**TASK DATA:**

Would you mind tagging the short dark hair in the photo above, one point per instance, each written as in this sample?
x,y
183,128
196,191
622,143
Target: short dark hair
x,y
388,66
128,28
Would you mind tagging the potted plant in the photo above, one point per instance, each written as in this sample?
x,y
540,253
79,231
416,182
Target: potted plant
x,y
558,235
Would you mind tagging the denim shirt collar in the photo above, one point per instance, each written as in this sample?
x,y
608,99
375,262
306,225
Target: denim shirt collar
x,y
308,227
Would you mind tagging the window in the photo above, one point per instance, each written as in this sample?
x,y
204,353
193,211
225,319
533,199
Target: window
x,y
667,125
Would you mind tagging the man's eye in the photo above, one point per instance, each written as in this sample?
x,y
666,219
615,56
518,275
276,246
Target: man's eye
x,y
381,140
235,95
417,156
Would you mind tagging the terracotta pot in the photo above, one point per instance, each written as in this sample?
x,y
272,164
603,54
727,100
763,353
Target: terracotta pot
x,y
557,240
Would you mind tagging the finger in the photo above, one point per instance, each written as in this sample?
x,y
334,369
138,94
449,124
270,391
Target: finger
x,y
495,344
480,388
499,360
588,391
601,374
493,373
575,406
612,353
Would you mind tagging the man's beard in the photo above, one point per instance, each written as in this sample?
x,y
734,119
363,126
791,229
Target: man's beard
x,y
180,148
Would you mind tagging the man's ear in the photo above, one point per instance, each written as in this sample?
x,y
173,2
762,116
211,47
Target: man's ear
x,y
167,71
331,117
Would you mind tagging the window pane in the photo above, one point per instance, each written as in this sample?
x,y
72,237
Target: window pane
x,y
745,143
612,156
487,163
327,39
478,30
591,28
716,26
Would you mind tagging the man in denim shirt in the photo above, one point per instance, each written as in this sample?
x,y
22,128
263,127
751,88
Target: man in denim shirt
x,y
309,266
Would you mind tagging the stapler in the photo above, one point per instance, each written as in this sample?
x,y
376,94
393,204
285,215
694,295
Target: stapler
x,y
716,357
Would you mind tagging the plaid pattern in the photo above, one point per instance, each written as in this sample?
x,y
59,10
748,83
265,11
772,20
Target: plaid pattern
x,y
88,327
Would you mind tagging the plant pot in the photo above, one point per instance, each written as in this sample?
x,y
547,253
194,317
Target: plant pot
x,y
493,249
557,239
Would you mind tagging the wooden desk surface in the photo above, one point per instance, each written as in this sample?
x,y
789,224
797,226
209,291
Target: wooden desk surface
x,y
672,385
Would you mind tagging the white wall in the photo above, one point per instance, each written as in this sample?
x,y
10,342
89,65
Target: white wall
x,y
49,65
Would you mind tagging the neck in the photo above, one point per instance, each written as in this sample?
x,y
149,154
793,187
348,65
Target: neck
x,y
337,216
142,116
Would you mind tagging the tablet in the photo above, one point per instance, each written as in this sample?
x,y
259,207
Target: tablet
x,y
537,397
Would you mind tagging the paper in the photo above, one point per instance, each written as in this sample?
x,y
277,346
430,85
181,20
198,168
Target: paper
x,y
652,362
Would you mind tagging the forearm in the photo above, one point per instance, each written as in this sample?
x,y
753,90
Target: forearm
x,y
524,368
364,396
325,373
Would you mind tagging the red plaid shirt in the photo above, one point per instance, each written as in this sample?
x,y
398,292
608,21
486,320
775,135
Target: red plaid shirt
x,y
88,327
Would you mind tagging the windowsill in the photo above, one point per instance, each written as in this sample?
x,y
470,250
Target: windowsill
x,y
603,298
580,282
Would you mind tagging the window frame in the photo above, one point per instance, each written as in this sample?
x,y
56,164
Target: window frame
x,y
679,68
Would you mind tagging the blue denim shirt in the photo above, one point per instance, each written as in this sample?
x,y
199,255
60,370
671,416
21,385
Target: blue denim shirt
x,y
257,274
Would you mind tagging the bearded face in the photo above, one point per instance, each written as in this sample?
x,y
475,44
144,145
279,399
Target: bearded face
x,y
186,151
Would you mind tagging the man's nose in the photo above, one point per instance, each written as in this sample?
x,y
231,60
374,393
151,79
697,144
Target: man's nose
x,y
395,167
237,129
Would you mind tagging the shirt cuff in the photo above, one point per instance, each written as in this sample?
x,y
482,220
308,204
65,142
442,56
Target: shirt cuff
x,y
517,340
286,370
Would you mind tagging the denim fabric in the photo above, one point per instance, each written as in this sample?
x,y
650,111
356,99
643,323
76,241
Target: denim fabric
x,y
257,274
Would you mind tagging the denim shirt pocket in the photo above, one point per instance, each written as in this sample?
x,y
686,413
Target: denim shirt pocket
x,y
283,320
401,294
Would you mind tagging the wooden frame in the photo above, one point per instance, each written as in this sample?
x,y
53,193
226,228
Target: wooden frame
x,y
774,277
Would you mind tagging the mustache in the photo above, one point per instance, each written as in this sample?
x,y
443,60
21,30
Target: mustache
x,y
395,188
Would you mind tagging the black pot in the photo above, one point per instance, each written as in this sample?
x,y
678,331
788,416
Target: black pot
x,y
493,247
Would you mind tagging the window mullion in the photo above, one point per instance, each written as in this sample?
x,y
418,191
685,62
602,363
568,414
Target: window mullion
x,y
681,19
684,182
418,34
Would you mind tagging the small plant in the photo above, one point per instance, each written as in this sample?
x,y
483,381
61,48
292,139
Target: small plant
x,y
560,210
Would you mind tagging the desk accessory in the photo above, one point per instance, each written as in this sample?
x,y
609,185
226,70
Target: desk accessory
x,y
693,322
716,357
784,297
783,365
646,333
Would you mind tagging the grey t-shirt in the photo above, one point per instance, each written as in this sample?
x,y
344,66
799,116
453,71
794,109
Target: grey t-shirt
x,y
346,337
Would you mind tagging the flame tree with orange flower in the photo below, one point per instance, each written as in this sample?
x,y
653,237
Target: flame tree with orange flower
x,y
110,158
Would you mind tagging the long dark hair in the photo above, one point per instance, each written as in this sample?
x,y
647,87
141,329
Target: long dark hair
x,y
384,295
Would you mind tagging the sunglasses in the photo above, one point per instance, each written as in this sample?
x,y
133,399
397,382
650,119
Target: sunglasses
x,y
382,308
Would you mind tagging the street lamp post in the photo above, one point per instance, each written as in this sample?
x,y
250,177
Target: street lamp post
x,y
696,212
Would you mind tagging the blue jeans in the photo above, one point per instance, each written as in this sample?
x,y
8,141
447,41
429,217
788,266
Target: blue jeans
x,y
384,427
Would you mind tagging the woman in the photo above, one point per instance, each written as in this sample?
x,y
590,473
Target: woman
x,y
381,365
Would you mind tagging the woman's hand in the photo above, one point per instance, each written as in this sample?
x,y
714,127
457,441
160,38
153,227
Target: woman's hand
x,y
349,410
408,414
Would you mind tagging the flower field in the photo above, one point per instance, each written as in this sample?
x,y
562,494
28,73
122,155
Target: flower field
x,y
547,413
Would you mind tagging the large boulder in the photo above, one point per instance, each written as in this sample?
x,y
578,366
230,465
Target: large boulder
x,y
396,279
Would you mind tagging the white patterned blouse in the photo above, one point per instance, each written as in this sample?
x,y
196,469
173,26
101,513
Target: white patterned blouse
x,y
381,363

**TASK:**
Working from the material above, retype it in its entirety without change.

**FINISHED EXERCISE:**
Would you mind tagging the short dark hair in the photo above, one point per instance, each written as in this sample?
x,y
183,128
196,191
622,143
Target: short dark hair
x,y
388,66
128,28
Would you mind tagging the potted plant in the photo above, one point per instance, each written as in this sample?
x,y
540,253
79,231
416,182
Target: potted plant
x,y
558,235
Would you mind tagging the denim shirt collar in the photo above, one point per instance, each written as in this sample?
x,y
608,99
375,262
306,225
Target: denim shirt collar
x,y
308,227
Would you mind tagging the window in the photo above, one point per instance, each written as in this sample?
x,y
204,353
193,211
225,319
533,199
Target: window
x,y
667,125
Would you mind tagging the man's eye in the photo above, one point per instance, each written as in this sample?
x,y
666,219
615,56
518,275
276,246
Target: man's eye
x,y
381,140
235,95
417,156
Would you mind tagging the terracotta pot in the photo above, one point per instance, each written as in this sample?
x,y
272,164
603,54
727,100
763,353
Target: terracotta pot
x,y
557,240
Would you mind tagging the finger in the photo above, one point per instance, each written as in this sample?
x,y
334,369
138,94
449,124
270,391
Target: finger
x,y
495,344
480,388
499,360
588,391
601,374
493,373
575,406
612,353
Would you mind tagging the man's beard in the photo above, one point per instance, each written as in this sample?
x,y
734,119
363,126
791,229
Target: man's beard
x,y
180,148
Would you mind tagging the man's ear in the photo above, one point per instance, each written as in this sample?
x,y
173,2
762,116
211,47
Target: man's ear
x,y
167,71
331,117
Would you mind tagging the window pane in the photo above, one point per instance, each written as in this sample?
x,y
72,237
Target: window pane
x,y
745,143
612,156
487,163
327,39
478,30
591,28
716,26
Would you mind tagging the man in denim shirt in the photo above, one point per instance, each written as in this sample?
x,y
22,128
263,127
751,88
Target: man in denim shirt
x,y
309,266
Would you mind tagging the stapler in the photo above, one point per instance, each written as in this sample?
x,y
376,94
393,204
285,215
694,295
Target: stapler
x,y
716,357
Would you mind tagging the plaid pattern in the photo above, one point per instance, each written as in this sample?
x,y
59,10
748,83
265,11
772,20
Target: plaid pattern
x,y
88,327
Would you mind tagging the plant pot in the photo above, one point per instance, each written as in this sample?
x,y
547,253
194,317
Target: plant pot
x,y
493,249
557,239
Would you mind tagging the wooden desk surface in the photo above, one point per instance, each written as in this sample?
x,y
789,224
797,226
209,291
Target: wooden desk surface
x,y
672,385
Would you mind tagging the white wall in the photo above, one point per instance, each written as in this sample?
x,y
10,342
89,65
Target: white wall
x,y
49,65
Would you mind tagging the neck in the photo above, one point per instance, each written as in this sample?
x,y
149,154
793,187
348,65
Target: neck
x,y
337,216
142,116
Would you mind tagging the tablet in the photo above, one point per instance, each written as in this sample?
x,y
259,207
Target: tablet
x,y
537,397
Would you mind tagging the paper in the photo above, one point per instance, each written as in this sample?
x,y
277,346
430,85
181,20
198,168
Target: paper
x,y
652,362
Would you mind tagging the forearm in the photo above, one point per instance, each written as in this sample?
x,y
753,90
Target: forearm
x,y
524,368
364,396
325,373
Would you mind tagging the red plaid shirt in the photo above, one point per instance, each written as in this sample?
x,y
398,292
608,21
486,320
775,135
Target: red plaid shirt
x,y
88,327
Would you mind tagging the windowsill in the photo above, one point per instance, each written as in this sample?
x,y
470,250
Target: windowsill
x,y
603,298
580,282
Would you mind tagging the window frame in the photo above, one point per instance, each written as in this sample?
x,y
56,164
Target: window frame
x,y
679,68
Would you mind tagging the blue denim shirt in the photo above, one point per instance, each written as in this sample?
x,y
199,255
60,370
671,416
21,385
Target: blue denim shirt
x,y
257,274
Would you mind tagging the bearded face in the photo above, one point per instance, each written as in this sample?
x,y
475,44
144,145
279,399
Target: bearded face
x,y
186,151
Would you mind tagging the man's nose in the photo above, one point per instance, each written as in this sample?
x,y
231,60
374,393
151,79
697,144
Target: man's nose
x,y
395,167
237,129
Would you mind tagging the shirt cuff in the photo above, one point per instance, each written as in this sample?
x,y
482,220
308,204
65,142
442,56
Target: shirt cuff
x,y
517,340
286,370
Would you mind tagging the denim fabric in the photo above, one point per instance, each written as in this sample?
x,y
650,111
356,99
643,323
76,241
Target: denim fabric
x,y
257,274
Would you mind tagging the denim shirt pocket in the photo above, one point per instance, each written as in this sample?
x,y
686,413
Target: denim shirt pocket
x,y
283,320
401,294
Would you mind tagging the wooden frame in the photo above, one point per instance, each written as in this sample?
x,y
53,193
226,228
Target: wooden frame
x,y
774,277
Would you mind tagging the mustache in the photo above, one point per instance, each written as in this sample?
x,y
443,60
21,30
Target: mustache
x,y
395,188
Would you mind tagging the black pot in the photo above, one point per instance, each written as in this sample?
x,y
678,331
788,416
Target: black pot
x,y
493,247
Would you mind tagging the window mullion in the photo above, one point per instance, each written as in this sample?
x,y
418,191
685,62
602,363
568,414
Target: window mullion
x,y
681,19
684,182
418,34
Would you mind tagging the small plant in the photo above, one point per instance, each written as in this sample?
x,y
483,381
61,48
292,139
Target: small plant
x,y
560,210
Would you mind tagging the desk accessory in the photo above, one point per instance, each written as in this sample?
x,y
609,185
226,70
Target: desk accessory
x,y
693,322
716,357
784,297
783,365
646,333
Would you mind tagging the grey t-shirt in the photo above, one point per instance, each written as in this sample?
x,y
344,66
799,116
453,71
794,109
Target: grey t-shirt
x,y
346,337
Would you mind tagging the flame tree with orange flower in the photo below, one point per instance, each written as in this sample?
x,y
653,237
Target: flame tree with orange flower
x,y
110,158
Would you mind tagging the long dark hair in the photo above, one point per instance, each written as in this sample?
x,y
647,87
141,329
Target: long dark hair
x,y
384,295
Would you mind tagging the sunglasses in the photo above, one point per instance, each written as in this sample?
x,y
133,399
397,382
650,119
Target: sunglasses
x,y
382,308
Would you mind tagging the street lamp post in the photo above, one point per instance, each written as in this sample?
x,y
250,177
Target: street lamp post
x,y
696,212
Would you mind tagging the blue jeans in the photo above, one point per instance, each written as in this sample?
x,y
8,141
447,41
429,217
788,266
Target: blue jeans
x,y
384,427
Would you mind tagging the woman in the photo above, one point per instance, each written as in this sample?
x,y
590,473
Target: woman
x,y
381,365
Would you mind tagging the woman's hand in the photo above, one point per instance, each written as in this sample?
x,y
714,127
457,441
160,38
153,227
Target: woman's hand
x,y
349,410
408,414
Would you mind tagging the flower field in the photo above, one point per instance, each written as in this sample?
x,y
562,494
28,73
122,155
Target: flower field
x,y
547,413
Would you mind tagging the large boulder in the photo above, one point per instance, each written as in this sample?
x,y
578,366
230,465
Target: large boulder
x,y
396,279
Would you mind tagging the white patterned blouse in the photo above, one point per instance, each written as in this sample?
x,y
196,469
173,26
101,513
Target: white patterned blouse
x,y
381,363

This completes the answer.